Begin
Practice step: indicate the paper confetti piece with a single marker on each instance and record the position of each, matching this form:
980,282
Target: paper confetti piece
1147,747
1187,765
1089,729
End
THE PROBLEM → Rescale the entries above by writing out every line again, requests included. Multiply each coordinate in the answers by 1.45 and round to the nearest whole number, with halves rounded up; leave any numbers in the requests unchanged.

WRITTEN ANSWER →
Practice step: indicate the paper confetti piece with a single marker on each instance and record the position of each, matching this form:
980,282
Target: paper confetti piece
1663,1083
1721,1109
1579,1057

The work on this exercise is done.